- _Actions to take_:
1 > Decide whether each statement agrees with the Caithness passage below. For each, answer yes or no and quote the deciding words from the passage. (a) The John O'Groat Journal began as a weekly paper. (b) Mrs George Steven and Miss Jean Ross were elected to the committee at the 1908 annual general meeting. (c) Before 1830 Caithness had only one road.
2 > According to the Caithness passage below, in what year was Rule 2b changed to let women officially benefit from the facilities?

- _Passage_:

At the AGM that year, Mr Crowe told a story that had come to the notice of the committee in their capacity of dispensers of relief. It concerned an old Caithness lady, who in her time had been in very comfortable circumstances. She had become the victim of misfortune and the committee discovered that the old lady's former housemaid, out of a total wage of £20 a year, had been giving her old mistress five shillings a week. Needless to say, as soon as her plight was found out, the committee hastened to give her substantial assistance. It was at this meeting that Mr Crowe read to the members some excerpts from Lockhart's account of Sir Walter Scott's visit to Caithness in 1814. Scott's conclusion that "Stroma was a wicked island" provoked argument and discussion and it was concluded that Scott was really referring to the tides and eddies round the island, rather than to the people. Thus do men rationalise the unpalatable.
The talks at these gatherings shed light on conditions in Caithness during the preceding century; thus we find that up to 1830 there was only one road in Caithness, along the coast to Wick, then north to Thurso. As mentioned earlier, young men walked to the Colleges, and walking was the general way of getting from place to place. At the dinner in 1909, Lord Pentland of Lyth recalled that in 1819, one of the crew of the ship, in which Sir John Franklin made his Polar expedition, missed the ship at Yarmouth. By hiring every kind of speedy conveyance, he travelled from Yarmouth and joined the ship at Stromness, taking nine days to complete the journey, which now took twenty-six hours.
Journalism also was in the embryonic stage at that time. Mr John Cormack spoke of the early struggles in the newspaper world saying that there were no local papers in the County before 1835, none printed locally. In 1836 the John O'Groat Journal was started, confining itself at first to monthly issues, then weekly as demand and facilities allowed. The "Northern Star" was begun the same year, primarily in opposition to the Groat, but there arose the farcical situation of the staff of the Star running short of printing ink, and of borrowing some from the rival paper.
Again, Mr Tudor Crowe in 1913 read from a rare book he had come across, "Travels in Scotland by an Unusual Route", by the Reverend James Hall, at one time chaplain to the Earl of Caithness. Mr Hall covered the period from 1791 to 1803, and travelled up the East coast, mentioning passing through Dornoch. The county of Caithness, said Mr Hall, looked bleak and barren, and had a dreary appearance; the men and women were small in stature: their food seemed to be poor, consisting mainly of meal, gruel and "bree". The members disagreed with this assessment, saying that earlier writers had spoken well of the Caithness physique and character and mode of life. It must be said in Mr Hall's favour that there had been a very serious blight round about 1800.
History was made at the annual general meeting in 1908, when two ladies, Mrs George Steven and Miss Jean Ross were elected to the committee. Ladies had of course worked very hard for the benefit of the Association ever since its founding, but this was official recognition, although it was not until 1934 that Rule 2b was altered to allow women to officially benefit from the facilities hitherto available to men only.

- _Provided data_:
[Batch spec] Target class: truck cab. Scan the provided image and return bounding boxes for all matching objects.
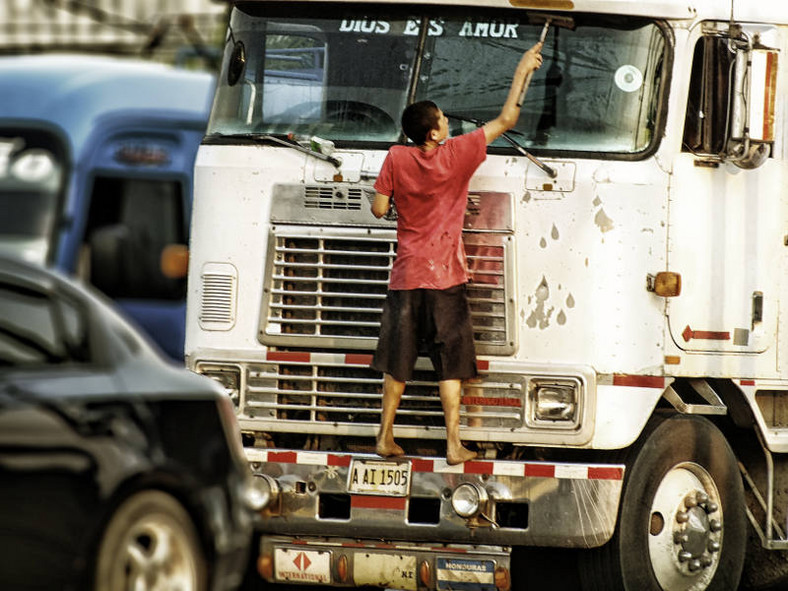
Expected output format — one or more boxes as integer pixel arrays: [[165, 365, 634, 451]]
[[0, 55, 214, 363]]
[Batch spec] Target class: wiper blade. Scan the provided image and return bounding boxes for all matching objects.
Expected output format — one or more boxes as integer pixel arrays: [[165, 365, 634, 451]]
[[443, 112, 558, 179], [225, 133, 342, 169]]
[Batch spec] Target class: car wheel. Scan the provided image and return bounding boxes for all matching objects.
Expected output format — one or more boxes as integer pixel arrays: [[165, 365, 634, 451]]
[[581, 416, 747, 591], [95, 491, 208, 591]]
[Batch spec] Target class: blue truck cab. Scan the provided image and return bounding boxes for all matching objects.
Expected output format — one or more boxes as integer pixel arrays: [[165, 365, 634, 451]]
[[0, 55, 215, 360]]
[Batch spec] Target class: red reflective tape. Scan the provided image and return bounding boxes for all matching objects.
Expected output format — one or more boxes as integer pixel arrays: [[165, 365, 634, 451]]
[[763, 52, 777, 141], [613, 373, 665, 388], [350, 495, 407, 511], [266, 451, 298, 464], [460, 396, 523, 408], [462, 460, 493, 474], [681, 324, 731, 342], [588, 466, 624, 480], [328, 454, 350, 468], [345, 353, 372, 365], [525, 464, 555, 478], [410, 458, 435, 472], [265, 351, 312, 363]]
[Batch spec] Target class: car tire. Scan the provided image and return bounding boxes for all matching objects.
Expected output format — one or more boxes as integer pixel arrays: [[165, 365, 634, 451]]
[[581, 415, 747, 591], [94, 490, 208, 591]]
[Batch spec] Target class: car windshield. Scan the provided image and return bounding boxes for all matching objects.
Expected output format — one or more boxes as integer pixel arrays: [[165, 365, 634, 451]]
[[208, 3, 666, 155], [0, 128, 65, 262]]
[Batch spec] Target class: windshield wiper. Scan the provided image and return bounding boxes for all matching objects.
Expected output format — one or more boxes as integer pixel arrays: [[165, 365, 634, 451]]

- _Solutions below_:
1 >
(a) No: "confining itself at first to monthly issues, then weekly as demand and facilities allowed."
(b) Yes: "History was made at the annual general meeting in 1908, when two ladies, Mrs George Steven and Miss Jean Ross were elected to the committee."
(c) Yes: "up to 1830 there was only one road in Caithness, along the coast to Wick, then north to Thurso."

2 > 1934